2. Fuzzer Code Generation

The fuzzer generates random Lua code including:

  • Valid expressions (arithmetic, string, table)
  • Control flow (if, while, for, repeat)
  • Function definitions and calls
  • Table operations
  • Error-inducing patterns (intentional)
  • Boundary conditions

3. Security Audit Tests

Test Description Verifies
AuditNoOsAccess os.* blocked SANDBOX.md §1
AuditNoIoAccess io.* blocked SANDBOX.md §1
AuditNoLoadfile loadfile blocked SANDBOX.md §1
AuditNoDofile dofile blocked SANDBOX.md §1
AuditNoBytecode Bytecode rejected SANDBOX.md §2
AuditMemoryLimit Memory limited SANDBOX.md §3
AuditCPULimit CPU limited SANDBOX.md §3
AuditMetatableProtected Metatables protected SANDBOX.md §4
AuditNoStringDump string.dump removed SANDBOX.md §5
AuditPathTraversal Path traversal blocked SANDBOX.md §6
AuditPermissionEnforced Permissions checked SANDBOX.md §7
AuditRateLimiting Rate limits work SANDBOX.md §8

Test Cases

Test 1: Fuzzer Runs Without Crashes

bool Test_FuzzerNoCrashes(std::string& error_msg) {
    mosis::LuaFuzzer fuzzer(12345);  // Deterministic seed

    auto result = fuzzer.Run(1000);  // 1000 iterations

    EXPECT_TRUE(!result.crashed);
    EXPECT_TRUE(result.sandbox_intact);
    EXPECT_TRUE(result.iterations == 1000);

    return true;
}

Test 2: Fuzzer Catches Errors Gracefully

bool Test_FuzzerCatchesErrors(std::string& error_msg) {
    mosis::LuaFuzzer fuzzer(54321);

    auto result = fuzzer.Run(500);

    // Some generated code should produce errors (caught gracefully)
    EXPECT_TRUE(result.errors_caught > 0);
    EXPECT_TRUE(!result.crashed);

    return true;
}

Test 3: Sandbox Integrity After Fuzzing

bool Test_FuzzerSandboxIntegrity(std::string& error_msg) {
    mosis::LuaFuzzer fuzzer;

    // Run many iterations
    auto result = fuzzer.Run(2000);

    // Sandbox must still be intact
    EXPECT_TRUE(result.sandbox_intact);

    // Verify by running a normal script
    SandboxContext ctx = TestContext();
    LuaSandbox sandbox(ctx);
    EXPECT_TRUE(sandbox.LoadString("return 1 + 1", "verify"));

    return true;
}

Test 4: Audit - Dangerous Globals Blocked

bool Test_AuditDangerousGlobalsBlocked(std::string& error_msg) {
    SandboxContext ctx = TestContext();
    LuaSandbox sandbox(ctx);

    // All these must fail
    std::vector<std::string> dangerous = {
        "os.execute('ls')",
        "io.open('test.txt')",
        "loadfile('test.lua')",
        "dofile('test.lua')",
        "require('os')",
        "package.loadlib('test', 'func')"

• [REQUIRED TASKS]:
1. Quote the Lua sandbox test plan word for word, starting at "The fuzzer generates" and ending at "Error-inducing patterns (intentional)".
2. Pick up the Lua sandbox test plan at the point where it stops and keep writing it.
The rows after this text come from an unrelated source.

• [RECORDS]:
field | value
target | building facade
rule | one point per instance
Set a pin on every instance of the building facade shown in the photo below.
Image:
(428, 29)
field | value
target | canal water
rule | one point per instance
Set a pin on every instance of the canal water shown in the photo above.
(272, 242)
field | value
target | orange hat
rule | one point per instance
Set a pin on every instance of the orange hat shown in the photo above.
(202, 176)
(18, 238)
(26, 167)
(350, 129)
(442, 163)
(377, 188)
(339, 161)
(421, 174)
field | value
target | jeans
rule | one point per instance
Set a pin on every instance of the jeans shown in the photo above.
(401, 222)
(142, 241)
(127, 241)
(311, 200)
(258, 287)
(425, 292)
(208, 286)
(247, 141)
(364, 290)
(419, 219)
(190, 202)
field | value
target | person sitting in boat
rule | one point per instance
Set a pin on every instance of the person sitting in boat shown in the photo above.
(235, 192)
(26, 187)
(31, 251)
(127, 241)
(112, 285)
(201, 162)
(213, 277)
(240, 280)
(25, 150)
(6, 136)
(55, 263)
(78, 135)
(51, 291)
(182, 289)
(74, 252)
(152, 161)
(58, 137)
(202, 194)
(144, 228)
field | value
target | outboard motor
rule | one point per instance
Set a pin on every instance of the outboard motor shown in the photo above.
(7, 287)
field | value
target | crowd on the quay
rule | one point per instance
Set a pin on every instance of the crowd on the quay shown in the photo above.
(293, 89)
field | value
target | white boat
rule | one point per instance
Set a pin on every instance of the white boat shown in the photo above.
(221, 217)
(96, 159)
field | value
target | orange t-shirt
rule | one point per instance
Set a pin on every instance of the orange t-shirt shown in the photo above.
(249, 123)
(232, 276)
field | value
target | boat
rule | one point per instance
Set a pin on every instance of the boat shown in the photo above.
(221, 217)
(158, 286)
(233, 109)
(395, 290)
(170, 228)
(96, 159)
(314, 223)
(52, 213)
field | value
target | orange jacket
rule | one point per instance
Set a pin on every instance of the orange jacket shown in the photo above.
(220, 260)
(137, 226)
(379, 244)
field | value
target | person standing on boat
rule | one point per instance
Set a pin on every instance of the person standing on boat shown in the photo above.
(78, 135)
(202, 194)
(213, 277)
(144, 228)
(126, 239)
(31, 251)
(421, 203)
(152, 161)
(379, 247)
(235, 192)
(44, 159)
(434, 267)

• [EXPECTED RESPONSES]:
1.
The fuzzer generates random Lua code including:

  • Valid expressions (arithmetic, string, table)
  • Control flow (if, while, for, repeat)
  • Function definitions and calls
  • Table operations
  • Error-inducing patterns (intentional)

2.
    };

    for (const auto& code : dangerous) {
        bool ok = sandbox.LoadString(code, "audit");
        if (ok) {
            error_msg = "Dangerous code executed: " + code;
            return false;
        }
    }

    return true;
}

Test 5: Audit - Resource Limits

bool Test_AuditResourceLimits(std::string& error_msg) {
    SandboxContext ctx = TestContext();

    // Memory limit test
    {
        LuaSandbox sandbox(ctx);
        sandbox.SetMemoryLimit(1024 * 1024);  // 1MB
        bool ok = sandbox.LoadString(R"lua(
            local t = {}
            for i = 1, 10000000 do
                t[i] = string.rep("x", 1000)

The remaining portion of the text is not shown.